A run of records
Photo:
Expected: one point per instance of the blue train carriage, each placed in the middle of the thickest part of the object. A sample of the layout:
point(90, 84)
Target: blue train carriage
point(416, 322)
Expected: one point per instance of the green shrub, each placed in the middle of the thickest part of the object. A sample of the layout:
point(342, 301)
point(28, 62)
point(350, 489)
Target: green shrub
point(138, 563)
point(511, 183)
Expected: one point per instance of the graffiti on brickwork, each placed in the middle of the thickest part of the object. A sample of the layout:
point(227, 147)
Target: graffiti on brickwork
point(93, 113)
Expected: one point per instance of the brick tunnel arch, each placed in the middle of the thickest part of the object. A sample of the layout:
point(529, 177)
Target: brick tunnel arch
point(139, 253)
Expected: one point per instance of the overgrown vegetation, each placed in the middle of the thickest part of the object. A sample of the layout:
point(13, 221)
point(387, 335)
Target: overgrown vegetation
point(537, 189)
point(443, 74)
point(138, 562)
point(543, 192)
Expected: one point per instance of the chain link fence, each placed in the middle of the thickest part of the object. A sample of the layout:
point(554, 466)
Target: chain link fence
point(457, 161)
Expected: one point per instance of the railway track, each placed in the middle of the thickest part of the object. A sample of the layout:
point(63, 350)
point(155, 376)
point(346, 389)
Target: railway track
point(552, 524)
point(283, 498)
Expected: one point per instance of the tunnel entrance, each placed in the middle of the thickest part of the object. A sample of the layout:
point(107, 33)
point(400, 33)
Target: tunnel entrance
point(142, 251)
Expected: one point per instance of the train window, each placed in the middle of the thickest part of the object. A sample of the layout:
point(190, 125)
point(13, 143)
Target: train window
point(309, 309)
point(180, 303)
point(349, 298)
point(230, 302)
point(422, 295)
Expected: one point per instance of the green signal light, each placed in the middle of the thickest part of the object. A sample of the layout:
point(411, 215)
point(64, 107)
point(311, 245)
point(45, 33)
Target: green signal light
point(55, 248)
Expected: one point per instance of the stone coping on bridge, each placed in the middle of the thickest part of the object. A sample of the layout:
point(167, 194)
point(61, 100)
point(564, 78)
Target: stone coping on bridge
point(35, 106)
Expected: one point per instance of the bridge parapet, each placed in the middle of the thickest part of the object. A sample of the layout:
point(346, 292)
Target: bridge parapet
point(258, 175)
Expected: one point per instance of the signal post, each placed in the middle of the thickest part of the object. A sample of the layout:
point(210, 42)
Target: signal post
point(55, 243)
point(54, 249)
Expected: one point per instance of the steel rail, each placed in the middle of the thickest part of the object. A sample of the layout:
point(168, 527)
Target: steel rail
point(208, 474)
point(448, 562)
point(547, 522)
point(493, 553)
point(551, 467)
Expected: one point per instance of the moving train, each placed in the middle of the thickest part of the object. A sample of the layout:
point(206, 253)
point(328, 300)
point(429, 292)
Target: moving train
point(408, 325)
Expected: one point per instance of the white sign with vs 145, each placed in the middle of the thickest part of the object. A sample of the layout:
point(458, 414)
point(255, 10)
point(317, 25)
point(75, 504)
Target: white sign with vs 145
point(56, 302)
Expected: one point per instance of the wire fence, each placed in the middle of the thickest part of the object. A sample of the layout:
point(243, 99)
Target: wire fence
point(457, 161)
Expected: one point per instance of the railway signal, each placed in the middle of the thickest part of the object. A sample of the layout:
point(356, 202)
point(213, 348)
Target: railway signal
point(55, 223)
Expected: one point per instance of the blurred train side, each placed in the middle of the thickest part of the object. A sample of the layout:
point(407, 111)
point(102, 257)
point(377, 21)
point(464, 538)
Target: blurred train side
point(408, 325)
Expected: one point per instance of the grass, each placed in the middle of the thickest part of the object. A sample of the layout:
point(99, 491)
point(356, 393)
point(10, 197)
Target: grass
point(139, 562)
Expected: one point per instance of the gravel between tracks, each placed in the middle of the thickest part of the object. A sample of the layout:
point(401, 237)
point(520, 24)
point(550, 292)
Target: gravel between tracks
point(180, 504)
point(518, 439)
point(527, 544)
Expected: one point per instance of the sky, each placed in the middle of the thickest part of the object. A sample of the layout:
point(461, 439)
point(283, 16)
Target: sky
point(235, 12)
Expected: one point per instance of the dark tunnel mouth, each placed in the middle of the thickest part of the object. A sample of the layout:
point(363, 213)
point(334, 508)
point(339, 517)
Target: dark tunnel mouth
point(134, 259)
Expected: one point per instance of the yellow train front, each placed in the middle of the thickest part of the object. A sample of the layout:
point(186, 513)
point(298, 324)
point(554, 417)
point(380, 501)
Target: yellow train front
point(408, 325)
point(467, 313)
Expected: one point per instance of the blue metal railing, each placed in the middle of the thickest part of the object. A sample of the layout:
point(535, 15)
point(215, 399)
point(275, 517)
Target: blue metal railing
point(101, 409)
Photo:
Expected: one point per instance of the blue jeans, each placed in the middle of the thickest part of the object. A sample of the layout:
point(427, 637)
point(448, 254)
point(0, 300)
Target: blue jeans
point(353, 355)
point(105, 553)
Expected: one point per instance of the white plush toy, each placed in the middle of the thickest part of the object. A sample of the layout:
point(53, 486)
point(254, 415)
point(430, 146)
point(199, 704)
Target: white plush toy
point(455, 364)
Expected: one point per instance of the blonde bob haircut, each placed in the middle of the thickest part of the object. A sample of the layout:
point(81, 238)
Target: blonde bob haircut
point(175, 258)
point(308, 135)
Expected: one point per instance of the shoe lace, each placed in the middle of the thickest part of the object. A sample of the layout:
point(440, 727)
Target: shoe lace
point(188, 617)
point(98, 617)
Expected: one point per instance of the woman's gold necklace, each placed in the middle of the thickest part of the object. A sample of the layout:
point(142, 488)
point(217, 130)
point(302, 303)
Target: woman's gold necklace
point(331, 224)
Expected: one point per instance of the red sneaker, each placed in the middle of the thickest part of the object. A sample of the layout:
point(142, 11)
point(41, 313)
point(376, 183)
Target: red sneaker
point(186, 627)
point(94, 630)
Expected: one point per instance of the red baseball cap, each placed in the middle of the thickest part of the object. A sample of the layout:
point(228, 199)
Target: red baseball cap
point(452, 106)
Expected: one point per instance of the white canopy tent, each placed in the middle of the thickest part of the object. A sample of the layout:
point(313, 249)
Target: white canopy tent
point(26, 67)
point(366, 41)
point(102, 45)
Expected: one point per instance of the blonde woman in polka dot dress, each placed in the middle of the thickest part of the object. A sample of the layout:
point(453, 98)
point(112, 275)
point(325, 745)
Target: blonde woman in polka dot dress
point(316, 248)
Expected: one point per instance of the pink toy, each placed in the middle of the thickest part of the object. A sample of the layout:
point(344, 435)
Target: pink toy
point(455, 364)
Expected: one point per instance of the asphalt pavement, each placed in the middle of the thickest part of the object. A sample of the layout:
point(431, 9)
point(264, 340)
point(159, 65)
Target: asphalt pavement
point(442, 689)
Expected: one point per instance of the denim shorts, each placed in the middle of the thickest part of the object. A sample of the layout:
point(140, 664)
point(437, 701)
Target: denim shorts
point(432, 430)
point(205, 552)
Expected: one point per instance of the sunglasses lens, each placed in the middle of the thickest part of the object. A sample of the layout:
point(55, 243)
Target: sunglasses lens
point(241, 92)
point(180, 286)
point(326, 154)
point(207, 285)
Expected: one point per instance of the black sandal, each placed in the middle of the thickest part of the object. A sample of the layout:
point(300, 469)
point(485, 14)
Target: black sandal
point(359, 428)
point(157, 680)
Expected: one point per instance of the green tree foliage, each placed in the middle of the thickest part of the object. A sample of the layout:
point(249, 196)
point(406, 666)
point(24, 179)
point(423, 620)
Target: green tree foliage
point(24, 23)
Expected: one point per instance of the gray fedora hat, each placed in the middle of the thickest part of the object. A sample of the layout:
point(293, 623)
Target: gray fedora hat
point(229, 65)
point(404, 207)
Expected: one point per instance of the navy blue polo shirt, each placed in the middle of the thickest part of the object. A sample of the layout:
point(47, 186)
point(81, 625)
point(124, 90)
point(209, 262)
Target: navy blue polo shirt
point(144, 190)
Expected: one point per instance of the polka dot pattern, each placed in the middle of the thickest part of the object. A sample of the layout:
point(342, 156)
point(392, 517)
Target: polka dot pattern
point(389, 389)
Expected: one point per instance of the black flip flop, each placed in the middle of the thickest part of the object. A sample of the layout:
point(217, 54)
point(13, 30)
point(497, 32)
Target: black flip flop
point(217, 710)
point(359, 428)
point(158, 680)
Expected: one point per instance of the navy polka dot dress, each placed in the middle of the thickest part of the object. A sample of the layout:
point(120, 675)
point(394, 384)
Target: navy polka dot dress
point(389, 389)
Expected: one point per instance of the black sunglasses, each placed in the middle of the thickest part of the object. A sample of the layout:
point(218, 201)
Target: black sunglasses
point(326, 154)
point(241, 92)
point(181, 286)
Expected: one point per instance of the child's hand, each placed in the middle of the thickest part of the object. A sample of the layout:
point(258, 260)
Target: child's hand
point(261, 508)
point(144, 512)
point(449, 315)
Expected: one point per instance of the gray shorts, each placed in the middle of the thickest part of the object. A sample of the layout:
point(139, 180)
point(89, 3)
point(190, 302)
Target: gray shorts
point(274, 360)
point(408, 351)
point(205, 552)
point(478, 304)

[EXERCISE DESCRIPTION]
Copy out the lines of the material between the line holding "Expected: one point per instance of the railway track, each" and the line holding "point(142, 251)", inclusive, requests included, and add 48 to each coordinate in the answer points.

[FULL ANSWER]
Expected: one point per instance of the railway track, each placed in the middle of the thickest part of the object. A sample of the layout:
point(63, 350)
point(155, 376)
point(346, 389)
Target: railway track
point(600, 572)
point(331, 546)
Expected: one point per instance of the tunnel entrance, each placed in the middle of the thickest part of the object. A sample of the layout:
point(107, 33)
point(400, 33)
Target: tunnel entrance
point(190, 299)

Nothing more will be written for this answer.